-- BEGIN --

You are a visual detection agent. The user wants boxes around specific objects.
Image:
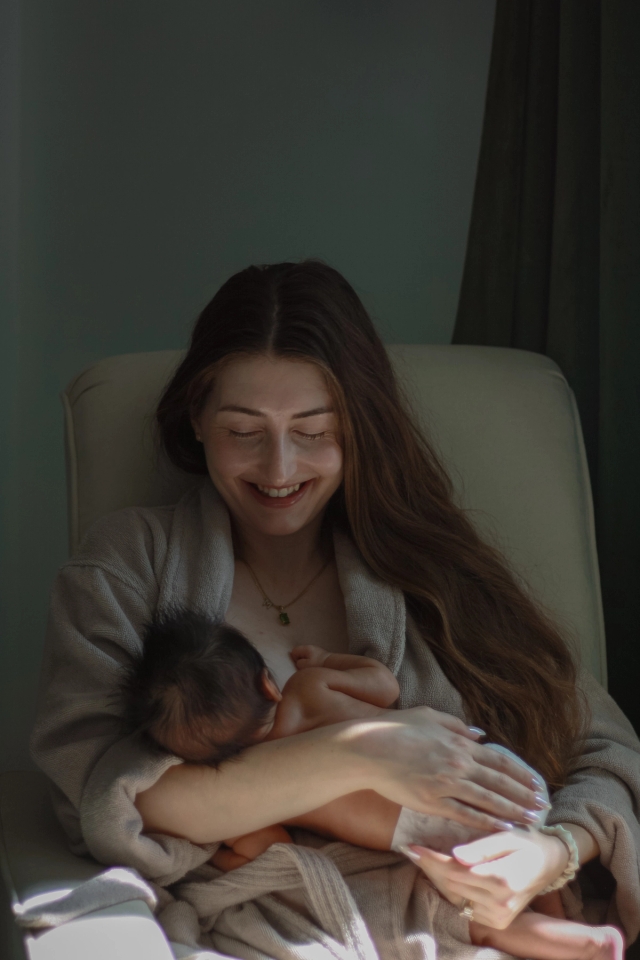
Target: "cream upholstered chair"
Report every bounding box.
[0,346,606,960]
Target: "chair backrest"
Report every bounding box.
[63,346,606,683]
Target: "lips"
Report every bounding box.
[245,480,313,510]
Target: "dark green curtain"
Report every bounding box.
[453,0,640,731]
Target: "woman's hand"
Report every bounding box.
[343,707,547,832]
[407,830,569,930]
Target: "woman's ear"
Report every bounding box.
[190,417,202,443]
[260,667,282,703]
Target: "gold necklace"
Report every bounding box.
[243,557,331,627]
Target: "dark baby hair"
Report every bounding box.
[120,607,274,766]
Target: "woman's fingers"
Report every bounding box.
[453,830,523,867]
[473,743,545,799]
[425,791,522,833]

-- END --

_Task_: Quote the full listing above word for word; exclude every picture from the copy.

_The completed task_:
You are a visual detection agent. The user wants boxes around specific objects.
Image:
Target: "cream upholstered chair"
Report every bounding box.
[0,346,606,960]
Target: "chair backrest"
Report every bounding box.
[63,346,606,683]
Target: "lips"
Report every bounding box.
[245,480,313,510]
Target: "dark green curtain"
Report every bounding box.
[453,0,640,731]
Target: "woman's hand"
Report every bounding box.
[343,707,547,832]
[407,830,569,930]
Target: "woman's ear"
Report every bounding box.
[190,417,202,443]
[260,667,282,703]
Target: "gold necklace"
Report every bounding box.
[243,557,331,627]
Target: "dark baby hair"
Report every bounding box.
[120,607,274,766]
Target: "woman's fingers"
Report every bounding box.
[453,830,523,867]
[473,743,545,799]
[425,791,522,833]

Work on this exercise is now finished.